#### REQUESTS:
1. Decide whether each statement agrees with the forum thread on the Seattle Pride Parade below. Answer yes or no for each, and quote the words from the thread that settle it. (a) The Pride Parade in Seattle moved from downtown to Capital Hill. (b) Toro says gay men tend to earn more than the average person. (c) KittenKoder says Capital Hill has gained businesses since the move.
2. In the forum thread on the Seattle Pride Parade below, explain in one to three sentences why Toro considers gay men often great for the economy.
3. Pick up the forum thread on the Seattle Pride Parade below after its final line and continue it.

#### DOCUMENT SEGMENT:
┌──

Exactly, doesn't seem like a smart way to become part of the mainstream.


----------



## KittenKoder

Since the Pride Parade moved from Capital Hill to downtown in Seattle, Capital Hill has been losing businesses left and right, the revenue is gone there because of no parade. Tell me, gay people are bad for the economy how? The only way I see them being bad is when we get rid of them.


----------



## Toro

KittenKoder said:


> Since the Pride Parade moved from Capital Hill to downtown in Seattle, Capital Hill has been losing businesses left and right, the revenue is gone there because of no parade. Tell me, gay people are bad for the economy how? The only way I see them being bad is when we get rid of them.



Who said gays and lesbians were bad for the economy?

Gay men are often great for the economy.  They tend to make more than the average person and have a lot of disposable income to spend.


----------



## KittenKoder

Toro said:


> KittenKoder said:
> 
> 
> 
> Since the Pride Parade moved from Capital Hill to downtown in Seattle, Capital Hill has been losing businesses left and right, the revenue is gone there because of no parade. Tell me, gay people are bad for the economy how? The only way I see them being bad is when we get rid of them.
> 
> 
> 
> 
> Who said gays and lesbians were bad for the economy?
> 
> Gay men are often great for the economy.  They tend to make more than the average person and have a lot of disposable income to spend.
Click to expand...

└──

#### ROWS:

┌──

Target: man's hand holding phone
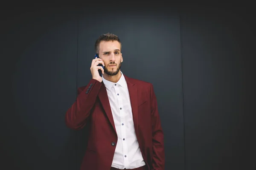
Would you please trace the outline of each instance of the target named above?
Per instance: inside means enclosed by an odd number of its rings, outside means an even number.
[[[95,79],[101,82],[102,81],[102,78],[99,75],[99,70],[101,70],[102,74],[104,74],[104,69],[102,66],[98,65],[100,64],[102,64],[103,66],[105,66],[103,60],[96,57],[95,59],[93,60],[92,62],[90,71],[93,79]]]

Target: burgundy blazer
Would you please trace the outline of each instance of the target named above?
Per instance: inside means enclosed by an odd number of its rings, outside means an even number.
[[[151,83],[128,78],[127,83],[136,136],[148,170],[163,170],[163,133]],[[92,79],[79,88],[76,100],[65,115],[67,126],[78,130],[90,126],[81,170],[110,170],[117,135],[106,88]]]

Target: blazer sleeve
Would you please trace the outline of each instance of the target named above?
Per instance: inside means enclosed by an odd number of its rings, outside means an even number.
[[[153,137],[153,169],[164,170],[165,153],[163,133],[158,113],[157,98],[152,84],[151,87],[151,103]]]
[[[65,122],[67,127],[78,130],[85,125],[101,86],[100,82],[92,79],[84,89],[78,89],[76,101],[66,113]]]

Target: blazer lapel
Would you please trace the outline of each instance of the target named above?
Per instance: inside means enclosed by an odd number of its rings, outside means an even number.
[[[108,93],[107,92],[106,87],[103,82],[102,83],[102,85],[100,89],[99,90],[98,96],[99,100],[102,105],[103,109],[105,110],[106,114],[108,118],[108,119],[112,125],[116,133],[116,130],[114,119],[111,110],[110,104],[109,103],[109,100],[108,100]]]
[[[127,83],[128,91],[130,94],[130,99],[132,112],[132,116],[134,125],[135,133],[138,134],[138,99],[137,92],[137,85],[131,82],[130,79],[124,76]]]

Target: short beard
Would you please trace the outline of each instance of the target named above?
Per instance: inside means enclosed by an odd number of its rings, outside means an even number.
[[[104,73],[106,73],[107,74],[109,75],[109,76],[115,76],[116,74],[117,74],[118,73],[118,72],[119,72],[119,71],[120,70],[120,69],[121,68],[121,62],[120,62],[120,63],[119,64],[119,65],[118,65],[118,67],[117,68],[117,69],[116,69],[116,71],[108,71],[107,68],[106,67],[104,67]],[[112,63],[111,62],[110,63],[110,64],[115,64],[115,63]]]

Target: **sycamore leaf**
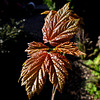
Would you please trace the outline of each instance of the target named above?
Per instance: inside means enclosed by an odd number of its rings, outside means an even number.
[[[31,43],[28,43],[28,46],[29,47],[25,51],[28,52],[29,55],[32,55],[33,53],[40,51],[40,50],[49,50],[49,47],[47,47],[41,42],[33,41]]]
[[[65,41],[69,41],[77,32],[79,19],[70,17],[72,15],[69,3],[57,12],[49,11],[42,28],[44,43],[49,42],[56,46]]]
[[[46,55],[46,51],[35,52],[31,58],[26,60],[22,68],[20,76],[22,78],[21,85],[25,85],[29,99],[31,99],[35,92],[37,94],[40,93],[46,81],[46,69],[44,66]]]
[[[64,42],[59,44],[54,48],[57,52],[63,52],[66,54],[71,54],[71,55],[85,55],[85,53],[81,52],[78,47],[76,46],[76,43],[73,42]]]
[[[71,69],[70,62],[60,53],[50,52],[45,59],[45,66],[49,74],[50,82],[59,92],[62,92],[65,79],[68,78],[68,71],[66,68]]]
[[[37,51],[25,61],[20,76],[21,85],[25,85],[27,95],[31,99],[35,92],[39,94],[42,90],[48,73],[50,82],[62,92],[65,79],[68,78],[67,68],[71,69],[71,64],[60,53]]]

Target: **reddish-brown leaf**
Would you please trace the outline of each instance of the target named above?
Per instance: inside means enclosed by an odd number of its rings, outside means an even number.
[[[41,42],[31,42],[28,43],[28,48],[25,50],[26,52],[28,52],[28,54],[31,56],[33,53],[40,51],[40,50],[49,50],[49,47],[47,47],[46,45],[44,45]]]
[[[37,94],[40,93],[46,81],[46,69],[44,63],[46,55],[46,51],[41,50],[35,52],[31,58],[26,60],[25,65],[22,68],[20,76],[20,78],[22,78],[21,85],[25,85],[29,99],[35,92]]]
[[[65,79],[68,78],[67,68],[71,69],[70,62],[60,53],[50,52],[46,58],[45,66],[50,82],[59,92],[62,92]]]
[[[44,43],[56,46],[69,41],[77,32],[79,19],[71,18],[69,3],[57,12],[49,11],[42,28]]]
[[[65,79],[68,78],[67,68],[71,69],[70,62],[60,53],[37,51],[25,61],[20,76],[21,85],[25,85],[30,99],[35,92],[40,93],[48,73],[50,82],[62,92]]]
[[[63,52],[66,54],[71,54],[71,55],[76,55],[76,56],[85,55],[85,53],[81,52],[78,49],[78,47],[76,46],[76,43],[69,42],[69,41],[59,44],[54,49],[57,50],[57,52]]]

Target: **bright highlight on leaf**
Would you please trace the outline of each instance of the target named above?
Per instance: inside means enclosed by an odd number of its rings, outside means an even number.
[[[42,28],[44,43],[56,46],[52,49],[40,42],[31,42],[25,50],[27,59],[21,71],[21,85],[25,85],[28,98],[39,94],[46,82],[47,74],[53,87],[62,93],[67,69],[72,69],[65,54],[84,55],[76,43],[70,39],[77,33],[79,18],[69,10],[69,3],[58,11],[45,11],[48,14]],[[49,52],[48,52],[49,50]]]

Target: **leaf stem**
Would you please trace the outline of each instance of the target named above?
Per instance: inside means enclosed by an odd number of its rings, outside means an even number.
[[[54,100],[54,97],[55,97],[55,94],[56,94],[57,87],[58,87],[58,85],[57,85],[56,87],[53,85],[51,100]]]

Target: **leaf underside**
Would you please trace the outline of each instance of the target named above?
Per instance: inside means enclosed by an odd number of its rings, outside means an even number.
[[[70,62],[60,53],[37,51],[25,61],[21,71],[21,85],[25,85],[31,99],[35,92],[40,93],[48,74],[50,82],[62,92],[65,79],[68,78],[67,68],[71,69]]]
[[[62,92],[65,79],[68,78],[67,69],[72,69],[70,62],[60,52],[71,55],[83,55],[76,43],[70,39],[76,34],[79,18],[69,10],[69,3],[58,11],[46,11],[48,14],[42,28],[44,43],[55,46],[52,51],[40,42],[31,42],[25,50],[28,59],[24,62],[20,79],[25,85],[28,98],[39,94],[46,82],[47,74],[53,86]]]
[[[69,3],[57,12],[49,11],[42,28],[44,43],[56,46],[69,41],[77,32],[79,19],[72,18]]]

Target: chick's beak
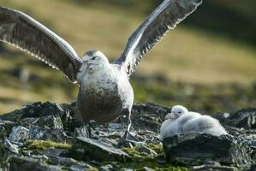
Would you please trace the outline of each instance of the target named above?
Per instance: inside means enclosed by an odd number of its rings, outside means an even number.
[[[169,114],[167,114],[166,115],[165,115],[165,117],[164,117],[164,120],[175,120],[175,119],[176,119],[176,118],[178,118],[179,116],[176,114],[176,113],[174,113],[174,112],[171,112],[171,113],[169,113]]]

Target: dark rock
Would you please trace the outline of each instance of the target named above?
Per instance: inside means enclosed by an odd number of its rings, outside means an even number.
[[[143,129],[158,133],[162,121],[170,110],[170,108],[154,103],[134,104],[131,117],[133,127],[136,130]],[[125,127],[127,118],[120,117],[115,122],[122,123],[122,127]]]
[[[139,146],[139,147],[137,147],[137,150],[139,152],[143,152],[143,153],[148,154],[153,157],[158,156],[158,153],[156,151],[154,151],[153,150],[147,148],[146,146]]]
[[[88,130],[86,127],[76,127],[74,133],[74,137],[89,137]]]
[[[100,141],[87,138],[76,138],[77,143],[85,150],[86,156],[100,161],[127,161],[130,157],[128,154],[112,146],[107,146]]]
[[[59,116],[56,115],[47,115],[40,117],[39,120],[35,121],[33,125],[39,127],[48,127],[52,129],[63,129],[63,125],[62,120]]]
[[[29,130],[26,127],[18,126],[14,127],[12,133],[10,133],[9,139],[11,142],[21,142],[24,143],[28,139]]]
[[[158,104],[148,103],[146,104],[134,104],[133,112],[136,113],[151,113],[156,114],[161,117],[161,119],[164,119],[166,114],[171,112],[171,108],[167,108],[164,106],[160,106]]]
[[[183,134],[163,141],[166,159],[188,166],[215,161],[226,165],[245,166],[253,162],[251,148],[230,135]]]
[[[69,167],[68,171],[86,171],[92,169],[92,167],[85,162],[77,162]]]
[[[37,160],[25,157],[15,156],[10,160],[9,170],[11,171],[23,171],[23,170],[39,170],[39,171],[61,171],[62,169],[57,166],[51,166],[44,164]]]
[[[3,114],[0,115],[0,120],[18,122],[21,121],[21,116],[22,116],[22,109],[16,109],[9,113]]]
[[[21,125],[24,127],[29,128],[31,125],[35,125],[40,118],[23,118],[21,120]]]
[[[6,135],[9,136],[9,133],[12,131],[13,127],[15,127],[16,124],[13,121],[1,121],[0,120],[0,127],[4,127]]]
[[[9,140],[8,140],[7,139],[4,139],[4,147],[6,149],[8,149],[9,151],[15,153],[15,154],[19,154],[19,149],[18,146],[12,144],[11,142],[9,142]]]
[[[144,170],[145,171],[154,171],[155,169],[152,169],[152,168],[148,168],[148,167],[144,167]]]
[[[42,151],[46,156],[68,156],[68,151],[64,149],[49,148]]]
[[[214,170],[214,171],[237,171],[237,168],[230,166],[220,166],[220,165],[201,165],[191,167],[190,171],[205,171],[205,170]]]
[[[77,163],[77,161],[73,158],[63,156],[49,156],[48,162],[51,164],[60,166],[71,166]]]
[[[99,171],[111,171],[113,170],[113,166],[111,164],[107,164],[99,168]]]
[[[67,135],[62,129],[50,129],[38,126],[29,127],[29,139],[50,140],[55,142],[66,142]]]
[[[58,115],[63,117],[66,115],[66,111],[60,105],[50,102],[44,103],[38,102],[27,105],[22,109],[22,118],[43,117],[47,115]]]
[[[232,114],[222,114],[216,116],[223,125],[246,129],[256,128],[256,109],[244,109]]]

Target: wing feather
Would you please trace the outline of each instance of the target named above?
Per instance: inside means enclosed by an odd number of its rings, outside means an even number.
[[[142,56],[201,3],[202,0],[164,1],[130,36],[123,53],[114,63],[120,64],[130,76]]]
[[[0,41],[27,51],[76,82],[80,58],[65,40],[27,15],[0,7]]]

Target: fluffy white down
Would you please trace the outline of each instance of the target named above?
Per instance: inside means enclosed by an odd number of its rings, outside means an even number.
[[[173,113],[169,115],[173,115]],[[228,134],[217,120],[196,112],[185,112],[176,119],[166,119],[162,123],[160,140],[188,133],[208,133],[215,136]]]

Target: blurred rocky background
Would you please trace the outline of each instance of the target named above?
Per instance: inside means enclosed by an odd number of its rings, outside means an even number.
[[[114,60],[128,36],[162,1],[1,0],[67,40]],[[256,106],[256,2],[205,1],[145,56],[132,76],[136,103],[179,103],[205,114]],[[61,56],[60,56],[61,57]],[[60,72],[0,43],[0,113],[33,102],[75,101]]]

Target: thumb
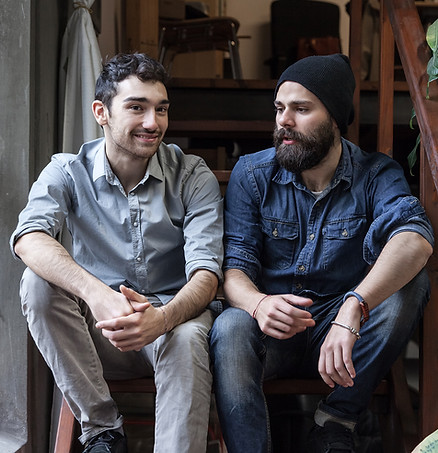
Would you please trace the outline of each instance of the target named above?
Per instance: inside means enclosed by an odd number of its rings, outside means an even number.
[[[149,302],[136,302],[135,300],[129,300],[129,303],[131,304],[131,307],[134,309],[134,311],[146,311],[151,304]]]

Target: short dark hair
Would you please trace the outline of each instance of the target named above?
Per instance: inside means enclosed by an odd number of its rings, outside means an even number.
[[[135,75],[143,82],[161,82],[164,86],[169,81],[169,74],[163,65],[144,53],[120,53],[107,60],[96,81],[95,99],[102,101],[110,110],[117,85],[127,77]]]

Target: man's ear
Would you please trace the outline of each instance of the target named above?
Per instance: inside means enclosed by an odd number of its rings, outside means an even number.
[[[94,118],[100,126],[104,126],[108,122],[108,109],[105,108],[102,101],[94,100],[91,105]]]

└──
┌──

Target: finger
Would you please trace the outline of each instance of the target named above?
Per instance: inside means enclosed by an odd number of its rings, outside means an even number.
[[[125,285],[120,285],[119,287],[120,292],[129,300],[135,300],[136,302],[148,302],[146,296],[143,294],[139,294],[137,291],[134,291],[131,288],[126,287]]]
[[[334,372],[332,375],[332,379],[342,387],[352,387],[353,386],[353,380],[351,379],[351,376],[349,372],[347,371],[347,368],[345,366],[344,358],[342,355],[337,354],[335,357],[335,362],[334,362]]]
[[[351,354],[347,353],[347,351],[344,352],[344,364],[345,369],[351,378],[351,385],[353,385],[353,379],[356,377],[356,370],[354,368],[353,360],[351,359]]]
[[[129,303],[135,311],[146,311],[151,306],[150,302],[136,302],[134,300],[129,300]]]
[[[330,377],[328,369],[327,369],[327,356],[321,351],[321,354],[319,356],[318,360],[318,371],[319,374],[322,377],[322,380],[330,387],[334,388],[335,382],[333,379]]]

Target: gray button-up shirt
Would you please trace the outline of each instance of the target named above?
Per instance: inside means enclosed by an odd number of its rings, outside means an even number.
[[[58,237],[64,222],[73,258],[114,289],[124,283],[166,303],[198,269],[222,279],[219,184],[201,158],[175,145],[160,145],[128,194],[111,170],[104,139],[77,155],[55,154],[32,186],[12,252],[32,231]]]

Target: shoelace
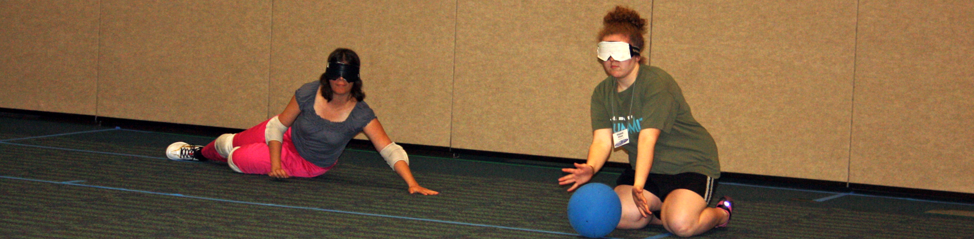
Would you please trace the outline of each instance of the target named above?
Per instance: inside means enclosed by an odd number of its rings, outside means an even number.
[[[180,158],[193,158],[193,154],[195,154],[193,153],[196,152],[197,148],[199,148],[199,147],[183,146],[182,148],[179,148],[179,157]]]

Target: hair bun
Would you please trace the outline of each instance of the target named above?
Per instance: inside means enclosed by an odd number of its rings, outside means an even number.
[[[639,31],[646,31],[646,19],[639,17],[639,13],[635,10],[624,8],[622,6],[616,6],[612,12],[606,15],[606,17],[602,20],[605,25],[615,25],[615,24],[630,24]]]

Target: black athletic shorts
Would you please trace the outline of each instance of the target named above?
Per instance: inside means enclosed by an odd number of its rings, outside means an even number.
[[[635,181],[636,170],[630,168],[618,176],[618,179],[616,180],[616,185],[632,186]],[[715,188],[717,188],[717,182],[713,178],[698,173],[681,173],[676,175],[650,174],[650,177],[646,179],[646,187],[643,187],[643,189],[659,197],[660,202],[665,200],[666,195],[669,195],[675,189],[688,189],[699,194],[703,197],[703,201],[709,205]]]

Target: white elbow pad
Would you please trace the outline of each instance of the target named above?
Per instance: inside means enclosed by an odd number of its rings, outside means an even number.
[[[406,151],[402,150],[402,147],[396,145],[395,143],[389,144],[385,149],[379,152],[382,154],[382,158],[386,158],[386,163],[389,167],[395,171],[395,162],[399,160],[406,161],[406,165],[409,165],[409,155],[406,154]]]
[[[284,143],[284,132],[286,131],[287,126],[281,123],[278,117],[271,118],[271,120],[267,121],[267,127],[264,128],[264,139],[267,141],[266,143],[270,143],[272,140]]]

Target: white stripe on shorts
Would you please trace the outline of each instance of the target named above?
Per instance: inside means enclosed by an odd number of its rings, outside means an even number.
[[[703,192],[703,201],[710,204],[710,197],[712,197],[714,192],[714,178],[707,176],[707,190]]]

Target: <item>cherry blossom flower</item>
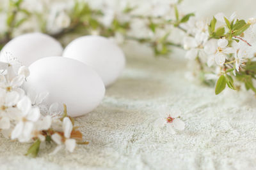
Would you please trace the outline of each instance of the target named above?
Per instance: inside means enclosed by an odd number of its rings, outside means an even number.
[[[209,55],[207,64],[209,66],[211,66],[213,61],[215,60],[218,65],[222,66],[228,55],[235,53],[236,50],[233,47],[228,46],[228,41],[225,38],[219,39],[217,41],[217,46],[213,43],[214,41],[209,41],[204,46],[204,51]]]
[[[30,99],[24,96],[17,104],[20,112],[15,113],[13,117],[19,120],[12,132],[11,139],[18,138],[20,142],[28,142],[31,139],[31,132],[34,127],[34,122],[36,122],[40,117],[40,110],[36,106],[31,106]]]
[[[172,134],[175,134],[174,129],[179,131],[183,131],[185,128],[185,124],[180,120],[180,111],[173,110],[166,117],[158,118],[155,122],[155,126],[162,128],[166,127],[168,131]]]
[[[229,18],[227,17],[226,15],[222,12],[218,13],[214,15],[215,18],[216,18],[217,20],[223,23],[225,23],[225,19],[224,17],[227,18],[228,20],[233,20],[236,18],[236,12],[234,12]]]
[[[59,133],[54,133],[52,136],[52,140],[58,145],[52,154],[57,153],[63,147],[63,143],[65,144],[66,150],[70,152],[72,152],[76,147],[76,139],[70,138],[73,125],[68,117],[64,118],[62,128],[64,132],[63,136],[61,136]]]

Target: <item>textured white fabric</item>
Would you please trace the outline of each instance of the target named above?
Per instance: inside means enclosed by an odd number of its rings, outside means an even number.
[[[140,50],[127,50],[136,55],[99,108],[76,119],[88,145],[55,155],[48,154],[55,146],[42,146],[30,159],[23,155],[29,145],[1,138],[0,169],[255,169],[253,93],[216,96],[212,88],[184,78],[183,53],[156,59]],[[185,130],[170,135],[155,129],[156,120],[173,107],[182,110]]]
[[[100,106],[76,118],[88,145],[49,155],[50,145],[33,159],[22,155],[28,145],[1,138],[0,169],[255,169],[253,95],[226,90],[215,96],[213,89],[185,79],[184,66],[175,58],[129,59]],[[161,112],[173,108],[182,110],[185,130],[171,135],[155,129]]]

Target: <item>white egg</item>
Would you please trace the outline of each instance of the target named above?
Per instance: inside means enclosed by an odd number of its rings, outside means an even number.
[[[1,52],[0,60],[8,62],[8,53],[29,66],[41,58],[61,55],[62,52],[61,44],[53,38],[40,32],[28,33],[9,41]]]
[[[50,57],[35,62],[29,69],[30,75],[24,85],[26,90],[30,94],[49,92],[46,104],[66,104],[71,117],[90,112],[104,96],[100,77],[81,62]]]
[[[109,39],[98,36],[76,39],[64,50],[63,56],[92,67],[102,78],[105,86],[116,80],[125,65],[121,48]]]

└──

#### OUTPUTS IN ORDER:
1.
(a) No. The thread says "Since the Pride Parade moved from Capital Hill to downtown in Seattle."
(b) Yes. The thread says "They tend to make more than the average person."
(c) No. The thread says "Capital Hill has been losing businesses left and right."

2. Toro says that gay men tend to make more than the average person. Toro adds that they have a lot of disposable income to spend.

3.
The parade attracts patrons, a *lot* of patrons, mostly straight people who want to see the pageantry. Take away the pageantry and these people who gather to see the parades wouldn't gather, they'd watch it on the news. It's the same reason they hadn't enforced the nudity laws for Mardis Gras until recently, and then they still enforce them very loosely (though in Seattle due to a racially charged incident when a white kid was beat to death they enforce it to the letter now). Since people get in trouble (stupidly) for such behavior all other times, this gives them a chance to be fun for once, and actually nice looking instead of the bland boring shit we see them wear every day. So they want to flaunt their costuming one weekend of the year, I am so close to taking a sniper rifle and taking out everyone wearing a "suit and tie" these days it's nice to have at least one weekend a year I get to see something that's not so clone like.


----------



## KittenKoder

Those against the parade, why not shut down Spring Break (where they have sex in the fucking streets in some places), and Mardis Gras, then you'll have grounds for complaining about Pride Parade. Otherwise you are just hypocrites.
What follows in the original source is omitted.